* **Task**
Once you have read the records below, write them all out exactly as given.

** Opening Given entries block **

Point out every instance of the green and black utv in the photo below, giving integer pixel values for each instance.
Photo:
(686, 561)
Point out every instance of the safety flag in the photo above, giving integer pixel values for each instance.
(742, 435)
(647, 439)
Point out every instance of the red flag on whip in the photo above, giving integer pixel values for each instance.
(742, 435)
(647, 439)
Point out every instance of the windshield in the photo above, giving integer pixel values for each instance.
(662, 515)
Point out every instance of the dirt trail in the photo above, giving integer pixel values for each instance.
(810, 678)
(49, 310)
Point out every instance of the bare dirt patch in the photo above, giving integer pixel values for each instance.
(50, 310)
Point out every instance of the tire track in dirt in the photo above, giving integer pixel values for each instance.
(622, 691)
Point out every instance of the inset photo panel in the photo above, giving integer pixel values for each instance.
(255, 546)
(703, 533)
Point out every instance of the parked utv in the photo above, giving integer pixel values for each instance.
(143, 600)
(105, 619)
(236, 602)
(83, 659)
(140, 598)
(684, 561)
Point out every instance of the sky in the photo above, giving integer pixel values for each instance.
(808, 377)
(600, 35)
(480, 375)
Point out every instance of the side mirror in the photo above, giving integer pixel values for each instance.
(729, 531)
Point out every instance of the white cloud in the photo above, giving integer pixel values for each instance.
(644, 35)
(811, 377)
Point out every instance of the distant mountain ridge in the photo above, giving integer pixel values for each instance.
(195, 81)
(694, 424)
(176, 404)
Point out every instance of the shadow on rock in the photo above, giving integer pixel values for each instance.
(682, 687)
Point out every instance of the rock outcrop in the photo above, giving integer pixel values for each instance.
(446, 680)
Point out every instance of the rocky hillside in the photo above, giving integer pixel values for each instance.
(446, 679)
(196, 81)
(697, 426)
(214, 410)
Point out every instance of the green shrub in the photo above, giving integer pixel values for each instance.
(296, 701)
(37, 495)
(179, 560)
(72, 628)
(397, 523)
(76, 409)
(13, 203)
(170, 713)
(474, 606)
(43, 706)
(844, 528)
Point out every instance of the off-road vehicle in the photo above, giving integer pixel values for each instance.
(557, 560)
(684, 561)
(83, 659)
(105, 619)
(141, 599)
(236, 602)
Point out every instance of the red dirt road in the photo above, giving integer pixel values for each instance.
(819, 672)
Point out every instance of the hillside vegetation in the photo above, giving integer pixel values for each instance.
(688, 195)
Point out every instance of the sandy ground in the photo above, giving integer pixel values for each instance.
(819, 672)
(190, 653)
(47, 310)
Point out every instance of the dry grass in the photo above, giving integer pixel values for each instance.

** Closing Given entries block **

* **Result of the exercise**
Point out every instance of the green and black utv in the photo below, giving integer pixel values for each instance.
Photo:
(686, 561)
Point out every instance of the safety flag in the photo above, giving integer pixel values for each instance.
(742, 435)
(647, 439)
Point out every instance of the red flag on whip in the photo above, giving integer pixel values for each instance.
(742, 435)
(647, 439)
Point out every instance of the windshield in the photo above, giving integer pixel values for each instance.
(662, 515)
Point out every instance of the dirt trail in the photo above, giving integer pixel values for each instance.
(810, 678)
(49, 310)
Point out every instance of the bare dirt patch in the photo above, giving integer pixel values for each instance.
(50, 310)
Point out every instance of the tire track in dirt in the photo above, giving integer pixel values for each instance.
(622, 691)
Point out every instance of the inset photo panel in the photo above, giving integer pixel values for each instance.
(255, 546)
(703, 533)
Point out every instance of the parked utv in the photo above, giving integer pixel values for each instance.
(143, 600)
(105, 619)
(236, 602)
(83, 659)
(140, 598)
(684, 561)
Point out every instance of the sky in the photo above, giving integer pixel values for each instance.
(808, 377)
(600, 35)
(480, 375)
Point out every instance of the side mirror in the photo above, giving integer pixel values for each instance.
(729, 531)
Point out every instance of the white cloud in the photo above, giving integer pixel values for each instance.
(644, 35)
(811, 377)
Point out every instance of the distant mountain ridge in the photo above, giving integer pixel values for each instance.
(195, 81)
(694, 424)
(176, 404)
Point out every instance of the shadow on rock in the photo above, giving integer pixel values for each instance.
(682, 687)
Point out every instance of the rock outcrop in the photo above, giving integer pixel values for each instance.
(446, 680)
Point out every instance of the rocky hillside in the photo above, giving integer pixel values for each instance.
(446, 679)
(196, 81)
(697, 426)
(214, 410)
Point out every instance of the green shrub in the photo above, giving integer pixel values for each instance.
(296, 701)
(37, 495)
(179, 560)
(72, 628)
(397, 523)
(76, 409)
(13, 203)
(170, 713)
(474, 606)
(43, 706)
(844, 528)
Point out every instance of the off-road vehicle in the photo above, giving integer pixel values for each instance.
(557, 560)
(684, 561)
(83, 659)
(105, 619)
(141, 599)
(236, 602)
Point out every instance of the red dirt road in the photo above, giving integer pixel values for each instance.
(819, 672)
Point out every instance of the hillside vegetation in the photo above, giving integer pixel values for each instance.
(688, 195)
Point out every instance of the sandy ground in the photo above, giving integer pixel values for each instance.
(819, 672)
(190, 653)
(47, 310)
Point out every instance of the dry grass in the photo above, giving integer pixel values for each instance.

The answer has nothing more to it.